_ABOUT THIS EXERCISE:_ Across the records below, count every line that contains the string "door", then report the count alone.

_Saved entries:_
==*==
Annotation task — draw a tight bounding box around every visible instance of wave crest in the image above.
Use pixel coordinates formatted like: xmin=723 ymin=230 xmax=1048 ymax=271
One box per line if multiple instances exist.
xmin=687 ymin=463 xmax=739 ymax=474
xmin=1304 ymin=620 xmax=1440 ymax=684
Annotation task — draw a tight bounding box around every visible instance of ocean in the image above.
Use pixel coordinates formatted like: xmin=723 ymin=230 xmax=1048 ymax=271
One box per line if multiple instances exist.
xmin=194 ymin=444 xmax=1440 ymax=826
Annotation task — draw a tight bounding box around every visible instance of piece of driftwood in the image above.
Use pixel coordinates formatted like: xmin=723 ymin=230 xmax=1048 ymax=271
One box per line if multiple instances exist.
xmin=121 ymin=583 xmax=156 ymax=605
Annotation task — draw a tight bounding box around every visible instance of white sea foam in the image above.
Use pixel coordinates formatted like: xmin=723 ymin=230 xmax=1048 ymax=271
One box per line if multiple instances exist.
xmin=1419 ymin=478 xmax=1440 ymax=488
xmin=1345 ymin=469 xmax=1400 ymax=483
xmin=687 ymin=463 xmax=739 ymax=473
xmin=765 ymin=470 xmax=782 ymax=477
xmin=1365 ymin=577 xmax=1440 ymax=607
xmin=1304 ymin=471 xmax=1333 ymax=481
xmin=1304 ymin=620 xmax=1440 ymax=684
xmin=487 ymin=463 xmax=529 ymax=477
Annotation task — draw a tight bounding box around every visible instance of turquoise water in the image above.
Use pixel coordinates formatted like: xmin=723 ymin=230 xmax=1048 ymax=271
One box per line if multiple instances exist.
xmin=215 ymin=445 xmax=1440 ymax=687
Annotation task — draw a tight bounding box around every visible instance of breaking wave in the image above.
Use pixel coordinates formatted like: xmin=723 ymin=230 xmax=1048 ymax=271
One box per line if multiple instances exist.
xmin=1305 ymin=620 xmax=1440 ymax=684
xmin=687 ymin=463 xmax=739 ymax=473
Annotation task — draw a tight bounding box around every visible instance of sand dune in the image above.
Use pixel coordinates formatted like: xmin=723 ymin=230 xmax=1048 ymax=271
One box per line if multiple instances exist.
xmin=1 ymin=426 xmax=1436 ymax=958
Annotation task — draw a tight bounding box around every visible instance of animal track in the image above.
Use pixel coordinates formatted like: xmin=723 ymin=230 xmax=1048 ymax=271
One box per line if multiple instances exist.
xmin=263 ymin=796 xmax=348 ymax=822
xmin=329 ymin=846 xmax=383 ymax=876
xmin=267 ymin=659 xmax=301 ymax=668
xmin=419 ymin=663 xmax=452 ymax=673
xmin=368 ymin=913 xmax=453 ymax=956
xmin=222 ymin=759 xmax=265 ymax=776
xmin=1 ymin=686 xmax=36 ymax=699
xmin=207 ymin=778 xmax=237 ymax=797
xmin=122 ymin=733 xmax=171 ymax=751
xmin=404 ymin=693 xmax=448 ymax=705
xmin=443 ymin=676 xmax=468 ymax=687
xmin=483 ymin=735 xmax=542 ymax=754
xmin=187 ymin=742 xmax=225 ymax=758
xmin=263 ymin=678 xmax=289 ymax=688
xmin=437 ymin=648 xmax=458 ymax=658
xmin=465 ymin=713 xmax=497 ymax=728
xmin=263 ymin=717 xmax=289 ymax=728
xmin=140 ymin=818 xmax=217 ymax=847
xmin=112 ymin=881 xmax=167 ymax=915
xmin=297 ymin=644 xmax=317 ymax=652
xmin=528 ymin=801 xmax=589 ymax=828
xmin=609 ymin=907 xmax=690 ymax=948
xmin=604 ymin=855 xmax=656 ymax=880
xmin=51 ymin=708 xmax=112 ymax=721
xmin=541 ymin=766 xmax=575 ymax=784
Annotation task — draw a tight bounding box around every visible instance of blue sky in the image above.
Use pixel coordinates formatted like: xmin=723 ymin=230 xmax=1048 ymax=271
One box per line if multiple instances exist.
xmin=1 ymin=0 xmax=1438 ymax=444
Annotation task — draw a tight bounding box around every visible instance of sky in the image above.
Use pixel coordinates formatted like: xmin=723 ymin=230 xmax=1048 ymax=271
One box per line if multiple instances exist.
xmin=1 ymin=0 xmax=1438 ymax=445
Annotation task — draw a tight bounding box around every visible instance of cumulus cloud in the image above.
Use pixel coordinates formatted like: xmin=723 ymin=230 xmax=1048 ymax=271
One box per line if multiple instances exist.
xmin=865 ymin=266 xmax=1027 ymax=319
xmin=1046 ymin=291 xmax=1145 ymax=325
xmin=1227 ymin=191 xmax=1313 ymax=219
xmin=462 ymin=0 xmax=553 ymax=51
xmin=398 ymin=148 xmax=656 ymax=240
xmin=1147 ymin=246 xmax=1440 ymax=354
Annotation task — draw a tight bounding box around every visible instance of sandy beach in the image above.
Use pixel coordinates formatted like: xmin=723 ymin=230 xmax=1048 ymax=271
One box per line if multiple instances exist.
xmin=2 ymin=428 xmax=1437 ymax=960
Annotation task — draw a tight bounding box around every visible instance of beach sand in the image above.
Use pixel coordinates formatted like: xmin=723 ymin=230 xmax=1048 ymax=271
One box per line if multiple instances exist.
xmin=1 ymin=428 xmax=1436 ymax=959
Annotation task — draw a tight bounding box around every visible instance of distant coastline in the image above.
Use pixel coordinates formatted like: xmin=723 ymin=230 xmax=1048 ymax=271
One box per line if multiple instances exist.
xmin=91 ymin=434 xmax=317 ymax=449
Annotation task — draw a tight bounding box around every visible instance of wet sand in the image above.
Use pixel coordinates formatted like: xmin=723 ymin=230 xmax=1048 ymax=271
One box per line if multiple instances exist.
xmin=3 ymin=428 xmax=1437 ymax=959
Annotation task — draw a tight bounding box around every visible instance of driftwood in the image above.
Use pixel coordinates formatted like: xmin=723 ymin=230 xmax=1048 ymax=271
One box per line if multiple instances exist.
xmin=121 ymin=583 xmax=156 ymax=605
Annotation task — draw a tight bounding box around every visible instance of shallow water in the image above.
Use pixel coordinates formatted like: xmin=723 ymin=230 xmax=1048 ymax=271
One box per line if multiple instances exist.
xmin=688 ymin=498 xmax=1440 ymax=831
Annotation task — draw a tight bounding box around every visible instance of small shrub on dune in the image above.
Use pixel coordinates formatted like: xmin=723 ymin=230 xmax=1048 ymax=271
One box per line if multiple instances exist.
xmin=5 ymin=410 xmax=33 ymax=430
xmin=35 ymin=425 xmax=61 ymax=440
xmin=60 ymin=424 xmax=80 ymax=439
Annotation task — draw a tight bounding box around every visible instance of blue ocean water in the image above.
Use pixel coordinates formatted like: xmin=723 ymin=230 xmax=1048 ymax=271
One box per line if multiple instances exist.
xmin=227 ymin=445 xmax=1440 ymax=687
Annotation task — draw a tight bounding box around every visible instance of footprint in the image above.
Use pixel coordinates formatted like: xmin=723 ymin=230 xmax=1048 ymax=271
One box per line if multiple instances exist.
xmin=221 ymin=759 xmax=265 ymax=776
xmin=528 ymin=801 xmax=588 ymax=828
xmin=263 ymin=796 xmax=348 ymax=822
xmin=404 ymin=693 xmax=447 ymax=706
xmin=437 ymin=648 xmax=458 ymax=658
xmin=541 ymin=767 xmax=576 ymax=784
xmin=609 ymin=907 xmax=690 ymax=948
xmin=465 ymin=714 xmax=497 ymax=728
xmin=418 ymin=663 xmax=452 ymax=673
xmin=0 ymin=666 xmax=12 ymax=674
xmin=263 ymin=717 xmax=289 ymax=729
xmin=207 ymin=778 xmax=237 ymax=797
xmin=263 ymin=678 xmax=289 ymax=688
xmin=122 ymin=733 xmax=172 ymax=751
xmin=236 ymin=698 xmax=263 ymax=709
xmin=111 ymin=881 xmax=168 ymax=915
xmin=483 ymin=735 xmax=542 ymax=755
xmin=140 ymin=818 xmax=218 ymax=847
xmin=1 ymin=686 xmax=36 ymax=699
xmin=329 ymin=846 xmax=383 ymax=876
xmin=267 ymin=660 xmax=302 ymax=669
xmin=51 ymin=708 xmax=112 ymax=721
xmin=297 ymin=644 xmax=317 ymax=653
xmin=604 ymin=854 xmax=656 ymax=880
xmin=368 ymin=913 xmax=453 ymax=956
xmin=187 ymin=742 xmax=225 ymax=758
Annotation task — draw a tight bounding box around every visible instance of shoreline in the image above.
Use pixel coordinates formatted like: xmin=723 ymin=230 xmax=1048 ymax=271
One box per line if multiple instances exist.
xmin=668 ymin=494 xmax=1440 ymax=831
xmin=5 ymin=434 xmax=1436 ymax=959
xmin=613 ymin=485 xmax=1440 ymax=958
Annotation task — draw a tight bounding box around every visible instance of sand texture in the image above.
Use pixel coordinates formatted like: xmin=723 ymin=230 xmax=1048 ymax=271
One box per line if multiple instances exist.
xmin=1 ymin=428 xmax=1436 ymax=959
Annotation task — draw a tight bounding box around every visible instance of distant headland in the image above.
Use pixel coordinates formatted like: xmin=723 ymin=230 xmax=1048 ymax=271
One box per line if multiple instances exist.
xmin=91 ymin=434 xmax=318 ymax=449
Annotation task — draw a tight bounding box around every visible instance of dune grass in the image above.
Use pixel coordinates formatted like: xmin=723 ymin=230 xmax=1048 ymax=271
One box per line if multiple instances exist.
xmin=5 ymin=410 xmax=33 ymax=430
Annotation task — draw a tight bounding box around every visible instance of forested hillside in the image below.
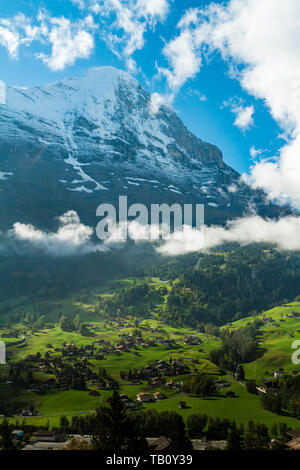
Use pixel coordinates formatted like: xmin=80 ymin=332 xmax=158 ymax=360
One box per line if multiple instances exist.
xmin=1 ymin=246 xmax=300 ymax=327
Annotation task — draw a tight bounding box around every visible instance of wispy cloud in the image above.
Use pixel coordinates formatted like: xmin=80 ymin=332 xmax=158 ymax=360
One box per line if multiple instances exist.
xmin=71 ymin=0 xmax=86 ymax=10
xmin=186 ymin=88 xmax=207 ymax=102
xmin=0 ymin=10 xmax=95 ymax=71
xmin=91 ymin=0 xmax=170 ymax=72
xmin=36 ymin=13 xmax=95 ymax=71
xmin=0 ymin=13 xmax=39 ymax=59
xmin=157 ymin=215 xmax=300 ymax=256
xmin=223 ymin=98 xmax=254 ymax=131
xmin=250 ymin=146 xmax=263 ymax=160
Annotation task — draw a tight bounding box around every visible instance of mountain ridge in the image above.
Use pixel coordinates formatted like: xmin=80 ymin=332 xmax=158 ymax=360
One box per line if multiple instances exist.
xmin=0 ymin=66 xmax=287 ymax=231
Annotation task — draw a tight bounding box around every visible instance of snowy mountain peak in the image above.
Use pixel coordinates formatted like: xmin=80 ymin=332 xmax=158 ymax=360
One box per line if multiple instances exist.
xmin=7 ymin=66 xmax=140 ymax=120
xmin=0 ymin=67 xmax=285 ymax=230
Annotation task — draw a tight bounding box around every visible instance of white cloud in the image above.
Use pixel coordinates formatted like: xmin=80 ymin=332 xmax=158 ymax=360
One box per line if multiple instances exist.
xmin=223 ymin=98 xmax=254 ymax=131
xmin=250 ymin=146 xmax=263 ymax=160
xmin=36 ymin=14 xmax=95 ymax=71
xmin=158 ymin=0 xmax=300 ymax=209
xmin=0 ymin=10 xmax=95 ymax=71
xmin=149 ymin=92 xmax=167 ymax=113
xmin=233 ymin=104 xmax=254 ymax=131
xmin=71 ymin=0 xmax=86 ymax=9
xmin=245 ymin=135 xmax=300 ymax=207
xmin=159 ymin=28 xmax=202 ymax=91
xmin=157 ymin=215 xmax=300 ymax=256
xmin=136 ymin=0 xmax=169 ymax=21
xmin=0 ymin=25 xmax=20 ymax=58
xmin=187 ymin=88 xmax=207 ymax=102
xmin=0 ymin=13 xmax=39 ymax=58
xmin=93 ymin=0 xmax=170 ymax=71
xmin=91 ymin=215 xmax=300 ymax=256
xmin=8 ymin=210 xmax=101 ymax=256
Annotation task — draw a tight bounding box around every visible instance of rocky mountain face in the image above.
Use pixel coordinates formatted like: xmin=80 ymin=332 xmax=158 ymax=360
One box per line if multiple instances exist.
xmin=0 ymin=66 xmax=285 ymax=231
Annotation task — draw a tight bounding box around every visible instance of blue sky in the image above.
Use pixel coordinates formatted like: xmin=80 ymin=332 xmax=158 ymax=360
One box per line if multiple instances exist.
xmin=0 ymin=0 xmax=297 ymax=196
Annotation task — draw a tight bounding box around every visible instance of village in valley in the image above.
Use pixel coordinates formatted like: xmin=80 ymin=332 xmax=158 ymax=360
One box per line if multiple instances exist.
xmin=0 ymin=277 xmax=300 ymax=450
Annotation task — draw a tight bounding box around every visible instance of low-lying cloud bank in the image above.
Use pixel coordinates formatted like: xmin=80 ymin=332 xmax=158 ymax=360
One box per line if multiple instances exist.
xmin=2 ymin=211 xmax=300 ymax=257
xmin=156 ymin=215 xmax=300 ymax=256
xmin=2 ymin=210 xmax=102 ymax=256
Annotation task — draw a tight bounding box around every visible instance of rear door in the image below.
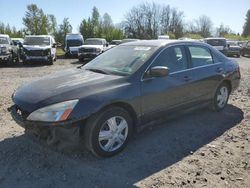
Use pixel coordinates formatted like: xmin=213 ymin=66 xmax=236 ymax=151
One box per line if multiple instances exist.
xmin=185 ymin=45 xmax=224 ymax=102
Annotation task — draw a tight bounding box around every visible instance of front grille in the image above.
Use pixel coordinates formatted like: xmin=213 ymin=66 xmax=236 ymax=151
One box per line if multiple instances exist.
xmin=79 ymin=48 xmax=95 ymax=53
xmin=26 ymin=50 xmax=46 ymax=56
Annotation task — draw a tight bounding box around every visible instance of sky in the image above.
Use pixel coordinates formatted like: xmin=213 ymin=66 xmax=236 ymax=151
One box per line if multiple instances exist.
xmin=0 ymin=0 xmax=249 ymax=34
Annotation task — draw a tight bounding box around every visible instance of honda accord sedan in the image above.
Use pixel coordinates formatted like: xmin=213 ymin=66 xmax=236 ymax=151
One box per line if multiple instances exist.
xmin=9 ymin=40 xmax=240 ymax=157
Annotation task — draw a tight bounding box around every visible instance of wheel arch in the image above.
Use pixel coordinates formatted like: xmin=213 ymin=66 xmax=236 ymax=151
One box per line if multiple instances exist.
xmin=98 ymin=102 xmax=139 ymax=132
xmin=221 ymin=79 xmax=232 ymax=93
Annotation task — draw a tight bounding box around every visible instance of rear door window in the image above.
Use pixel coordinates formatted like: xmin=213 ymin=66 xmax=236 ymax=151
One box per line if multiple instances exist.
xmin=188 ymin=46 xmax=213 ymax=68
==*==
_ANSWER FOR THE TASK:_ 2